> **Request 1**:
Format the entries between the line holding "Provide the outline of every instance of the spectator" and the line holding "12], [99, 12]]]", inclusive, as a Markdown table with the columns Row and Line. Number each row and leave out any blank lines.

> **Passage shown**:

□ □ □ □ □ □ □

Last to Come, First to Go – Indiana’s Delaware (Lenape)

The Delaware or Lenape “original people” or “true men” were also known as “the eastern people of the stoney country”. The Delaware Tribe was divided into three principal Clans (# 1) the “Turtle” Clan who ranked first and which is the oldest from which the rulers and politicians were chosen, (# 2) the “Wolf” (more commonly known as “Munsey” , or “Muncee”) the clan of hunters, and (# 3) the “Turkey” Clan which is the clan of farmers.

The Delaware maintained an extensive recorded pictograph (183 wooden sticks with pictures) called the Walam Olum (Wallam Ollum), which is an oral history covering many centuries and contains songs about the creation of man and their ancient migration into North America, etc. The Walam Olum firmly upholds the Delaware Tribal nickname of “Grandfathers'” as they were once referred to respectfully by peoples from other eastern Tribes. Their Wallam Ollum history indicates the Delaware Nation had been on the East Coast for seventy-six generations at the time of European contact, and prior to their arrival on the eastern coast their history describes generations of migration eastward from a land beyond great water. The Lenni Lenape spoke in one of the multi-dialect Indian languages that is referred to as Algonquin, hence the Lenni Lenape are referred to by modern researchers as an “Algonquin” peoples. Munceetown in Indiana was dominated by a particular Clan (Family) of Delaware Indians, who were known as the “Muncee” (‘Wolf’) Family, hence the name “Munceetown” or ‘Town of the Muncee Family’ or ‘Wolf Town’. The Delaware (Lenni Lenepe) Indians spoke several Algonquin dialects, of which the three primary were Munsee, Unami, and Unalactigo. The majority of Indians residing in Munsee Town spoke the Munsee dialect, which was distinct from the other two used by the “Delaware” and apparently was more closely related to Mahican. (The Walum Olum is a very controversial record that has been disputed as being “authentic” by most scholars. It tends to go in an out of favor with historians and many questions about its true origins remain a mystery.)

□ □ □ □ □ □ □

> **Provided entries**:
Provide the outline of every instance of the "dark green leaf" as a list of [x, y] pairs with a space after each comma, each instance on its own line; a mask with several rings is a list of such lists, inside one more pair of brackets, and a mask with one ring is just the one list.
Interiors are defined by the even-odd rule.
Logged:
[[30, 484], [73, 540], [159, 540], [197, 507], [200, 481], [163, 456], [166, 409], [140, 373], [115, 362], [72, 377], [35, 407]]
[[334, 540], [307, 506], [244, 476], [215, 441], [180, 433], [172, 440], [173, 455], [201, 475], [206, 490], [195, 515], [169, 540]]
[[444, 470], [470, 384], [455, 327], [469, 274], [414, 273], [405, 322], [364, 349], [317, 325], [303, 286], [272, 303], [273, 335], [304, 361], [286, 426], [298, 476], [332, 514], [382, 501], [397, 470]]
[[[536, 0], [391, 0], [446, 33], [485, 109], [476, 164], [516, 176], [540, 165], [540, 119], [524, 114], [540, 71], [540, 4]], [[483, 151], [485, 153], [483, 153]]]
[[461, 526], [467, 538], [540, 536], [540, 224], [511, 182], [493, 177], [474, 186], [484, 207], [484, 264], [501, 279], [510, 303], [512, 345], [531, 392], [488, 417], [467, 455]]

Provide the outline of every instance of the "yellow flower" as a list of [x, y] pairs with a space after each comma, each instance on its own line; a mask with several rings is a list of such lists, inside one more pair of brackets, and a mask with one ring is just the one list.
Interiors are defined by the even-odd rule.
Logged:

□ □ □ □ □ □ □

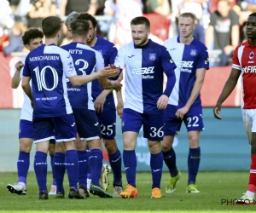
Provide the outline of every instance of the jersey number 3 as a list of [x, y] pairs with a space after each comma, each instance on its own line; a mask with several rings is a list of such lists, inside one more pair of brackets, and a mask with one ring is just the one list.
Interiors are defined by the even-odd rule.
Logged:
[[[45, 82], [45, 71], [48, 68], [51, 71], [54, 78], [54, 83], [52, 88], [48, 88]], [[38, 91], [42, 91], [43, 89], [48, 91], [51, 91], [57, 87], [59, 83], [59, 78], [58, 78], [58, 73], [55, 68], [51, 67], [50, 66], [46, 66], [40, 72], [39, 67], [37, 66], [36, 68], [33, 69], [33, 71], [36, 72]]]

□ □ □ □ □ □ □

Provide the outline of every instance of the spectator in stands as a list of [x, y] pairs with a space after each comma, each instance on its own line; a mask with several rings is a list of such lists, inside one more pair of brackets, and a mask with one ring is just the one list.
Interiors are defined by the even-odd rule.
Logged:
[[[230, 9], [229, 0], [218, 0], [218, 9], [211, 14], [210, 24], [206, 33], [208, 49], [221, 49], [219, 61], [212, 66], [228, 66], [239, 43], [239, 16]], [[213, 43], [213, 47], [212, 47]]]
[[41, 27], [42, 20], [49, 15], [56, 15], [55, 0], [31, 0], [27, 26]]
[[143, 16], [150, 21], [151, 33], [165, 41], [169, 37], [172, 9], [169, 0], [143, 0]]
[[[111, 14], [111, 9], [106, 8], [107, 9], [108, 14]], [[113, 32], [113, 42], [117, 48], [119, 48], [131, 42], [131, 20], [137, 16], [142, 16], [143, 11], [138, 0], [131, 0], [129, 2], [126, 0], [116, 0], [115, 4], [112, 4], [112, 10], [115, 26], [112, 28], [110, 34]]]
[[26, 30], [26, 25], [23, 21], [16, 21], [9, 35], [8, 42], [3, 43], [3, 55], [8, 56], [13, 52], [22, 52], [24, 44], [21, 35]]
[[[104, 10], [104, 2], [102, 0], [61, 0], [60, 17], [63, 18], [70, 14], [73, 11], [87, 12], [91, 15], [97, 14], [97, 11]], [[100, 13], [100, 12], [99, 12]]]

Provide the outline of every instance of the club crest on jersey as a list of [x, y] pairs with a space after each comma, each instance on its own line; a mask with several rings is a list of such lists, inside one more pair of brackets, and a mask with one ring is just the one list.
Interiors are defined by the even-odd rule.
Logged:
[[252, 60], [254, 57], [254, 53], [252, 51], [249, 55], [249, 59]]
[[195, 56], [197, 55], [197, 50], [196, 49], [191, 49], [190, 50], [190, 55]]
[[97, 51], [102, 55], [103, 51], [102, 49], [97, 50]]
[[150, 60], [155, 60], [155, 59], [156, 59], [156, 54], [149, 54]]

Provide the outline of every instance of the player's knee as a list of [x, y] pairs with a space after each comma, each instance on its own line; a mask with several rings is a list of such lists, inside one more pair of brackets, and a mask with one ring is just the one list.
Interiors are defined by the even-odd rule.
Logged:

□ □ □ □ □ □ □

> **Request 2**:
List the principal clans of the Delaware Tribe named in the passage about Indiana's Delaware.

> **Task solution 1**:
| Row | Line |
|---|---|
| 1 | Provide the outline of every instance of the spectator in stands as a list of [x, y] pairs with a space after each comma, each instance on its own line; a mask with several rings is a list of such lists, inside one more pair of brackets, and a mask with one ring is just the one list. |
| 2 | Interiors are defined by the even-odd rule. |
| 3 | Logged: |
| 4 | [[[230, 9], [229, 0], [218, 0], [218, 9], [211, 14], [210, 24], [206, 33], [208, 49], [221, 49], [219, 61], [212, 66], [228, 66], [239, 43], [239, 16]], [[213, 43], [213, 47], [212, 47]]] |
| 5 | [[41, 27], [42, 20], [49, 15], [56, 15], [55, 0], [31, 0], [27, 26]] |
| 6 | [[143, 16], [150, 21], [151, 33], [165, 41], [169, 37], [172, 9], [169, 0], [143, 0]] |
| 7 | [[[111, 14], [111, 9], [106, 8], [107, 9], [108, 14]], [[113, 32], [113, 42], [117, 48], [119, 48], [131, 42], [131, 20], [137, 16], [142, 16], [143, 11], [138, 0], [131, 0], [129, 2], [126, 0], [116, 0], [115, 4], [112, 4], [112, 10], [115, 26], [112, 28], [110, 34]]] |
| 8 | [[26, 30], [26, 25], [23, 21], [16, 21], [9, 35], [8, 42], [3, 43], [3, 55], [8, 56], [13, 52], [22, 52], [24, 44], [21, 35]] |
| 9 | [[[104, 10], [104, 2], [102, 0], [61, 0], [60, 17], [63, 18], [70, 14], [73, 11], [87, 12], [91, 15], [97, 14], [97, 11]], [[100, 13], [100, 12], [99, 12]]] |

> **Task solution 2**:
- Turtle
- Wolf (Munsey or Muncee)
- Turkey